-- DATA LISTING follows --
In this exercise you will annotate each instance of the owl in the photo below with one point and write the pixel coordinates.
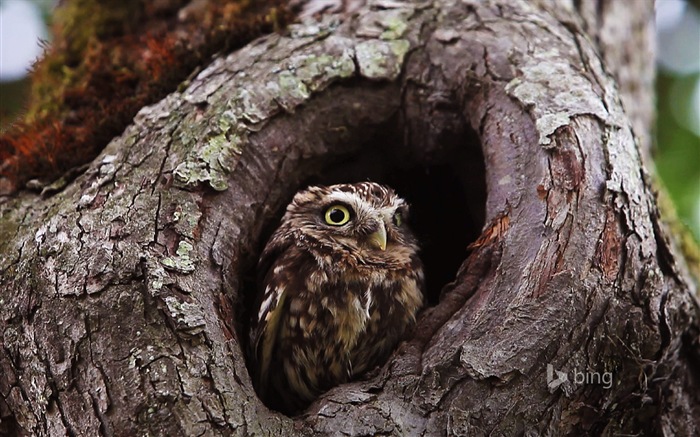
(340, 284)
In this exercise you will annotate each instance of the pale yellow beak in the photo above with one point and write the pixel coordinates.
(378, 238)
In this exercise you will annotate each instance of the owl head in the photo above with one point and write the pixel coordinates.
(366, 220)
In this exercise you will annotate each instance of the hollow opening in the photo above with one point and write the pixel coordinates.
(445, 187)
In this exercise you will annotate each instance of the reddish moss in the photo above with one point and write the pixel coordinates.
(109, 59)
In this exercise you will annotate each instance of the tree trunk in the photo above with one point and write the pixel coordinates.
(126, 296)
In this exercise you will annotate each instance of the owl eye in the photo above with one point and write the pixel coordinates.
(337, 215)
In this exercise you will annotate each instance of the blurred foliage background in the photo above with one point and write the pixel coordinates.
(23, 32)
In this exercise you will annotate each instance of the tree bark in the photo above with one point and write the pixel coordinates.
(126, 294)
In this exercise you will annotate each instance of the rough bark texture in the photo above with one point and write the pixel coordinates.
(124, 296)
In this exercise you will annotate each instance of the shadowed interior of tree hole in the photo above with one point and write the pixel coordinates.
(444, 185)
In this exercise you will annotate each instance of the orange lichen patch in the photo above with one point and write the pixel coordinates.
(109, 59)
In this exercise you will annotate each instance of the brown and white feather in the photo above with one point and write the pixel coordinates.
(333, 303)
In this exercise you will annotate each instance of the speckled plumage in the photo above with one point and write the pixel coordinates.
(335, 298)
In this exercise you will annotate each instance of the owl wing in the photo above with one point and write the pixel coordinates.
(270, 308)
(267, 332)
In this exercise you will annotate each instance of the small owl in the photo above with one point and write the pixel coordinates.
(341, 282)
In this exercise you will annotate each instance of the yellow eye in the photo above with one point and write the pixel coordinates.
(337, 215)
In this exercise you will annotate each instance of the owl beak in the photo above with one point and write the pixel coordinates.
(378, 237)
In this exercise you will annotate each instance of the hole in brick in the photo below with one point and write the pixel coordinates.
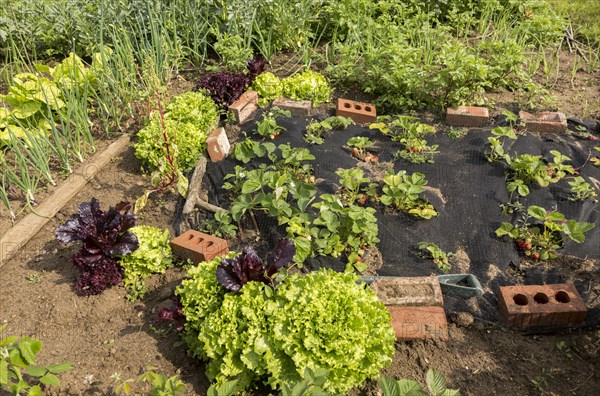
(541, 298)
(562, 297)
(520, 299)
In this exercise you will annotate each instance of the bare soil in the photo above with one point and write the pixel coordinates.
(110, 339)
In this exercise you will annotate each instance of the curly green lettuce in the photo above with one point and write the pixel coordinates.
(308, 85)
(268, 86)
(153, 256)
(321, 320)
(187, 122)
(327, 320)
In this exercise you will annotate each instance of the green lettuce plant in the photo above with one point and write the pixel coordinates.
(153, 256)
(323, 320)
(268, 86)
(186, 122)
(308, 85)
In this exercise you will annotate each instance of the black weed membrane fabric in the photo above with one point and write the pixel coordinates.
(464, 188)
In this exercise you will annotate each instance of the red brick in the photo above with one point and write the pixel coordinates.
(417, 323)
(298, 108)
(198, 247)
(217, 144)
(360, 112)
(245, 107)
(417, 291)
(467, 116)
(544, 122)
(542, 305)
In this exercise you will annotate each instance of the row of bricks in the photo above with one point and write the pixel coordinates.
(543, 122)
(416, 304)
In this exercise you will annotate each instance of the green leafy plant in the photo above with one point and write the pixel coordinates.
(308, 85)
(410, 133)
(436, 386)
(268, 127)
(581, 190)
(402, 191)
(352, 181)
(268, 86)
(430, 250)
(233, 51)
(316, 129)
(496, 149)
(529, 169)
(18, 369)
(271, 334)
(221, 226)
(359, 145)
(152, 384)
(457, 133)
(547, 233)
(182, 127)
(153, 256)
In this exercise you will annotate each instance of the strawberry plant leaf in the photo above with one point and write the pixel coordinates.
(36, 371)
(60, 368)
(3, 373)
(50, 380)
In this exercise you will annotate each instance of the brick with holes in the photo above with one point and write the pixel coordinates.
(360, 112)
(245, 107)
(467, 116)
(198, 246)
(530, 306)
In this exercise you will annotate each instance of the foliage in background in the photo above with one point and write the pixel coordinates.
(105, 236)
(153, 256)
(19, 372)
(585, 14)
(265, 333)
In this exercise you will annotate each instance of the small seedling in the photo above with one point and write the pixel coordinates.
(429, 250)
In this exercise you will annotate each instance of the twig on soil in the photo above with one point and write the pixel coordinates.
(193, 199)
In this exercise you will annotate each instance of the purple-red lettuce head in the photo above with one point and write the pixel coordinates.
(105, 236)
(233, 273)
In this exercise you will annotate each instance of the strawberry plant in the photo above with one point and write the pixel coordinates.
(19, 372)
(540, 233)
(429, 250)
(411, 134)
(351, 181)
(268, 127)
(529, 169)
(582, 190)
(316, 129)
(402, 191)
(359, 145)
(496, 150)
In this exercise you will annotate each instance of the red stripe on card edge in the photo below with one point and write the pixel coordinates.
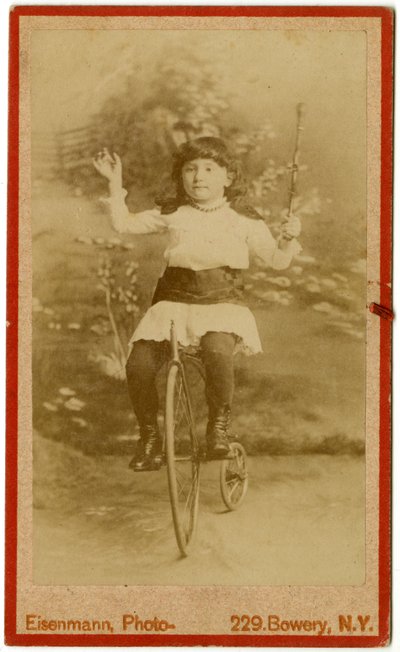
(11, 637)
(386, 332)
(111, 10)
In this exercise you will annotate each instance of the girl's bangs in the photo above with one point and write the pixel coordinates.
(204, 148)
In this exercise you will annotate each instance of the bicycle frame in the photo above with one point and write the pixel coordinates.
(176, 360)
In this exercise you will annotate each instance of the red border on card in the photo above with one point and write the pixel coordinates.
(382, 638)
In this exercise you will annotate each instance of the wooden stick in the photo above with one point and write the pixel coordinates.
(296, 156)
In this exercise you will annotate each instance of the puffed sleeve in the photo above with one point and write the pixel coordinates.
(264, 247)
(150, 221)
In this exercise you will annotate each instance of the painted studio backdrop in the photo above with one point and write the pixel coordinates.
(299, 406)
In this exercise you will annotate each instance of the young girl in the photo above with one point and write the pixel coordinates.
(211, 234)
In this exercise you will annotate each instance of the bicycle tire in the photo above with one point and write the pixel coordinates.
(182, 457)
(234, 478)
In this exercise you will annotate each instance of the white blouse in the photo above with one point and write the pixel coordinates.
(205, 240)
(200, 240)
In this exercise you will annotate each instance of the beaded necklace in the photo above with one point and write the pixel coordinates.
(203, 209)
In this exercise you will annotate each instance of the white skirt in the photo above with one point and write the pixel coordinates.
(192, 321)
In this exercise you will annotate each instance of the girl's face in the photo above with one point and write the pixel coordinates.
(204, 180)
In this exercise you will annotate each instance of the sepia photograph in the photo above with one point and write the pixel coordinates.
(199, 249)
(177, 178)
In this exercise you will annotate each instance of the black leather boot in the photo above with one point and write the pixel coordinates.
(217, 432)
(148, 456)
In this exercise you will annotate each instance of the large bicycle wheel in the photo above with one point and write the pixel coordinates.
(234, 477)
(183, 457)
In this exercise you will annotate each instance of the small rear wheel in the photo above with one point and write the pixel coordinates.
(234, 477)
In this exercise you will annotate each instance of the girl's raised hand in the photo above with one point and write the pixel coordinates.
(109, 166)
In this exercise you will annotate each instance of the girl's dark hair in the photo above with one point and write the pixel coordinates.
(213, 148)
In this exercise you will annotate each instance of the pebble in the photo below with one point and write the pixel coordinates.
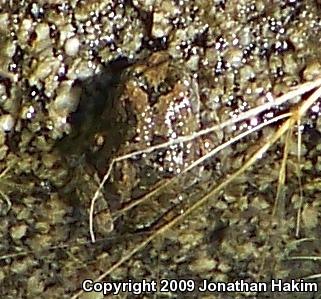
(18, 231)
(72, 46)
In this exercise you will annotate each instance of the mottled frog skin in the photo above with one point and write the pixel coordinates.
(164, 100)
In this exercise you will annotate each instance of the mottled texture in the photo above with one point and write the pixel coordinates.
(82, 82)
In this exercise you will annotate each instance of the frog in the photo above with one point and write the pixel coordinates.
(164, 99)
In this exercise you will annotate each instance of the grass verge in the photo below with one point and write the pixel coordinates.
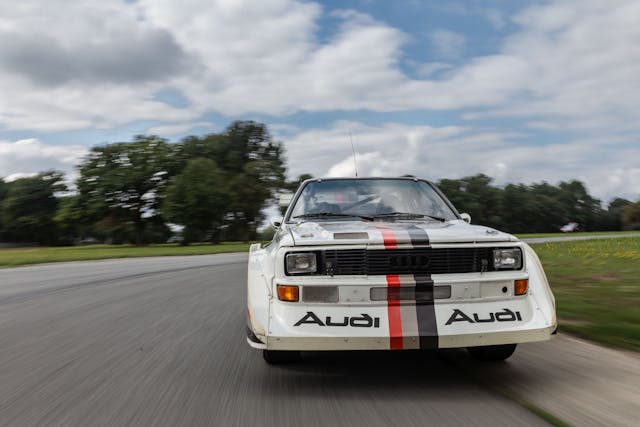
(35, 255)
(586, 233)
(597, 288)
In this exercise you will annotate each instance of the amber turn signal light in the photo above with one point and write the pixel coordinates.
(520, 287)
(288, 293)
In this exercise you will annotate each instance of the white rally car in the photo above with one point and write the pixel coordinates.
(388, 263)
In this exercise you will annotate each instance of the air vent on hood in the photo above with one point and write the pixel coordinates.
(345, 236)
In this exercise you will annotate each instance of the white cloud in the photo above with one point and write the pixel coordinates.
(571, 62)
(448, 44)
(176, 128)
(27, 157)
(453, 152)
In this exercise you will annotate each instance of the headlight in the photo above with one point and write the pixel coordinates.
(301, 262)
(507, 259)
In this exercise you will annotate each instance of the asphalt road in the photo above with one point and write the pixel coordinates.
(161, 341)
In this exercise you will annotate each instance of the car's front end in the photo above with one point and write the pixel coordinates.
(395, 284)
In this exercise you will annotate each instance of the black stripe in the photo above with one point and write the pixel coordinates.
(418, 236)
(426, 314)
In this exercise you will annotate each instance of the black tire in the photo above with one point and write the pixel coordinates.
(276, 357)
(492, 353)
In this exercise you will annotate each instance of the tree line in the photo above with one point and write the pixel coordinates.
(539, 207)
(215, 187)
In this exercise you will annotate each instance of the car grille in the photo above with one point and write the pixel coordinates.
(405, 261)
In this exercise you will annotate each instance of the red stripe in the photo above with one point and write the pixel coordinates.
(389, 238)
(393, 313)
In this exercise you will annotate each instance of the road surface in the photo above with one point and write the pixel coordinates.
(161, 341)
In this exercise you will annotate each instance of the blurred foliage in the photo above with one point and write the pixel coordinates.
(197, 199)
(535, 208)
(28, 207)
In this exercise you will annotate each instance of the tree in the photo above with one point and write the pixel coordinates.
(631, 216)
(121, 185)
(196, 199)
(253, 168)
(475, 196)
(29, 206)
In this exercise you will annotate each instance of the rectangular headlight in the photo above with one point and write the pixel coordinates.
(507, 259)
(301, 262)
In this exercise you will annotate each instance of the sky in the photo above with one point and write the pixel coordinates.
(521, 91)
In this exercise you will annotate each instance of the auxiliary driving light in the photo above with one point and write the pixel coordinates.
(288, 293)
(520, 287)
(301, 262)
(507, 259)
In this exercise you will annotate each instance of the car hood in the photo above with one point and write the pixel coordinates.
(361, 232)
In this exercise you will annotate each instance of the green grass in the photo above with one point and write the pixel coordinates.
(586, 233)
(36, 255)
(597, 288)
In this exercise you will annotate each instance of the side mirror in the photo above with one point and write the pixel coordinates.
(285, 199)
(276, 221)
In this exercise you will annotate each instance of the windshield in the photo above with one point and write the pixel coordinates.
(370, 199)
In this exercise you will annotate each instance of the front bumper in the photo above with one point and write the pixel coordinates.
(450, 324)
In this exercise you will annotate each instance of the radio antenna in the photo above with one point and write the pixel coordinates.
(355, 164)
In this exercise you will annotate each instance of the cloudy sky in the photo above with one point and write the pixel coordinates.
(522, 91)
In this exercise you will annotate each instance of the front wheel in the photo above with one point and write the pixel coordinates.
(275, 357)
(492, 353)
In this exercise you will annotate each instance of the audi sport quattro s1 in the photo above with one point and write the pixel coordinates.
(389, 263)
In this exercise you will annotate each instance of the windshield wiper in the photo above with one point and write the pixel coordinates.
-- DATA LISTING concluded --
* _ACTIVITY_
Repeat only the lines starting at the one that contains "In this exercise you will annotate each instance of the side" and ending at the last line above, exactly as written.

* _SOLUTION TO THE EXERCISE_
In this exercise you will annotate each instance of the side mirror in the photo above with one point and write the pixel coordinates.
(285, 199)
(276, 221)
In this exercise you will annotate each instance of the windshield in the photo above with one point and write the pixel coordinates.
(370, 199)
In this exercise you will annotate each instance of the front bumper in the photo above with one point and write the pixel coordinates.
(450, 324)
In this exercise you will annotate each instance of the radio antenna in the photo above with one point and write the pixel coordinates.
(355, 164)
In this exercise you will annotate each instance of the cloudy sky in the photo above with one point and write the pixel coordinates.
(522, 91)
In this exercise you will annotate each instance of the front wheel in the photo above with one point and write the pixel coordinates.
(275, 357)
(492, 353)
In this exercise you will annotate each instance of the audi sport quattro s1 in the photo above with one point and write the pixel coordinates.
(389, 263)
In this exercise you will annotate each instance of the windshield wiper in the photo above with one point and write the pixel coordinates.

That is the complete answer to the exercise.